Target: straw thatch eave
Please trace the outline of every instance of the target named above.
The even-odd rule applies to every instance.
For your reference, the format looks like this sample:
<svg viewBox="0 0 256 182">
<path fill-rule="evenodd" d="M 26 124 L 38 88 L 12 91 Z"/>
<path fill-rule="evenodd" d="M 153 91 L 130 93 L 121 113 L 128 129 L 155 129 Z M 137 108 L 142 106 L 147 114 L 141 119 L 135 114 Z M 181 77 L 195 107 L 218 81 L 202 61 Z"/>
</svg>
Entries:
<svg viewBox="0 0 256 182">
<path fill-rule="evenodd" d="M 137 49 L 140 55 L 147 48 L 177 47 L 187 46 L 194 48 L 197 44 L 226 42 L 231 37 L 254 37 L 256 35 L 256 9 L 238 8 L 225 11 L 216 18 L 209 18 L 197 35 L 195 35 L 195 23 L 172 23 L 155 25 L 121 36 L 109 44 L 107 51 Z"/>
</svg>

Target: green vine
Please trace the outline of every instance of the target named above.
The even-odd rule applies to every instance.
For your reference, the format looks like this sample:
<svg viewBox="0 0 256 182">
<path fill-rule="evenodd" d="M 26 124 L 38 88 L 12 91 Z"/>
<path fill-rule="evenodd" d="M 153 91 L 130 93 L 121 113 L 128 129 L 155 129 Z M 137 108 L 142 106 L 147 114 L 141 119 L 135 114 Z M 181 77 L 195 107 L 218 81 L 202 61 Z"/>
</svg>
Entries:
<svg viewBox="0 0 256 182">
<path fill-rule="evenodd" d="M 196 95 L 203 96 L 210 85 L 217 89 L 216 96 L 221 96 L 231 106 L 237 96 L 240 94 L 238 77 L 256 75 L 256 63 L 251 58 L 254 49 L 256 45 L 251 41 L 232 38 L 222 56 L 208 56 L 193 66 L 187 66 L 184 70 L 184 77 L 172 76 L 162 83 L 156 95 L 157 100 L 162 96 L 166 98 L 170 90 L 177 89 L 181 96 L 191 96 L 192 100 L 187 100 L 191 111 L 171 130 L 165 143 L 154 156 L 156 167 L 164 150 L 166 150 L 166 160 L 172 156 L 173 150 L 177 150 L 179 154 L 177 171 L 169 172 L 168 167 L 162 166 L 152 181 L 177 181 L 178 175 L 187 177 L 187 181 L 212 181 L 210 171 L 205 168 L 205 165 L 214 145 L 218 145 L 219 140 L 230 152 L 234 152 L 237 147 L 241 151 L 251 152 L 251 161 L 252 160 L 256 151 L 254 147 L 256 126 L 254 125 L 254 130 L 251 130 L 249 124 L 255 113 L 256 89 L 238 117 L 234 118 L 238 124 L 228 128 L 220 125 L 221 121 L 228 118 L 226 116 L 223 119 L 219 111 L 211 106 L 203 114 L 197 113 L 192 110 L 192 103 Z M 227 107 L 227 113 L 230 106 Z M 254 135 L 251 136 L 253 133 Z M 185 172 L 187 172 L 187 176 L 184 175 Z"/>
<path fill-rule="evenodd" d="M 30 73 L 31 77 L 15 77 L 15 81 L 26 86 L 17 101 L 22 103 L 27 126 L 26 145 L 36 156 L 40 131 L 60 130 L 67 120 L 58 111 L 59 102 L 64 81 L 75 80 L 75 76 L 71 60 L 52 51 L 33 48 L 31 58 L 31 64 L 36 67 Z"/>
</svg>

Objective:
Identify each line in the listing above that contains the word "fill", and copy those lines in full.

The response:
<path fill-rule="evenodd" d="M 26 124 L 38 88 L 12 91 Z"/>
<path fill-rule="evenodd" d="M 153 91 L 130 93 L 121 113 L 128 129 L 155 129 Z M 137 108 L 142 106 L 147 114 L 141 119 L 135 114 Z M 181 77 L 195 107 L 218 81 L 202 61 Z"/>
<path fill-rule="evenodd" d="M 137 49 L 140 55 L 147 48 L 177 47 L 187 46 L 194 48 L 197 44 L 226 42 L 231 37 L 254 37 L 256 35 L 256 9 L 238 8 L 225 11 L 216 18 L 209 18 L 197 35 L 195 35 L 195 23 L 172 23 L 155 25 L 121 36 L 109 44 L 107 51 Z"/>
<path fill-rule="evenodd" d="M 26 124 L 38 88 L 12 91 Z"/>
<path fill-rule="evenodd" d="M 153 91 L 130 93 L 121 113 L 128 129 L 155 129 Z M 137 108 L 142 106 L 147 114 L 141 119 L 135 114 Z M 181 77 L 195 107 L 218 81 L 202 61 Z"/>
<path fill-rule="evenodd" d="M 196 95 L 203 96 L 210 85 L 217 89 L 216 96 L 221 96 L 231 106 L 237 96 L 240 94 L 238 77 L 256 75 L 256 63 L 251 58 L 254 49 L 256 45 L 251 41 L 232 38 L 222 56 L 208 56 L 193 66 L 187 66 L 184 70 L 184 77 L 172 76 L 162 83 L 156 95 L 157 100 L 162 96 L 166 98 L 170 90 L 177 89 L 181 96 L 191 96 L 192 100 L 187 100 L 191 111 L 171 130 L 165 143 L 154 156 L 156 167 L 164 150 L 166 150 L 166 160 L 172 156 L 173 150 L 177 150 L 179 154 L 177 171 L 169 172 L 168 167 L 162 166 L 152 181 L 177 181 L 178 175 L 187 177 L 187 181 L 212 181 L 210 171 L 205 168 L 205 165 L 214 145 L 218 145 L 219 140 L 230 152 L 234 152 L 237 147 L 241 151 L 251 152 L 251 161 L 252 160 L 256 151 L 254 147 L 256 126 L 254 125 L 254 130 L 251 130 L 249 124 L 255 113 L 256 89 L 238 117 L 234 118 L 238 124 L 228 128 L 220 125 L 221 121 L 228 118 L 226 116 L 223 119 L 219 111 L 211 106 L 203 114 L 197 113 L 192 110 L 192 103 Z M 227 107 L 227 113 L 230 106 Z M 254 135 L 251 136 L 253 133 Z M 185 172 L 187 172 L 187 176 L 184 175 Z"/>
<path fill-rule="evenodd" d="M 30 73 L 31 77 L 15 77 L 15 81 L 26 86 L 17 101 L 22 103 L 27 126 L 26 145 L 36 156 L 40 131 L 60 130 L 67 120 L 58 111 L 59 102 L 64 81 L 75 80 L 75 76 L 71 60 L 52 51 L 33 48 L 31 58 L 31 64 L 36 67 Z"/>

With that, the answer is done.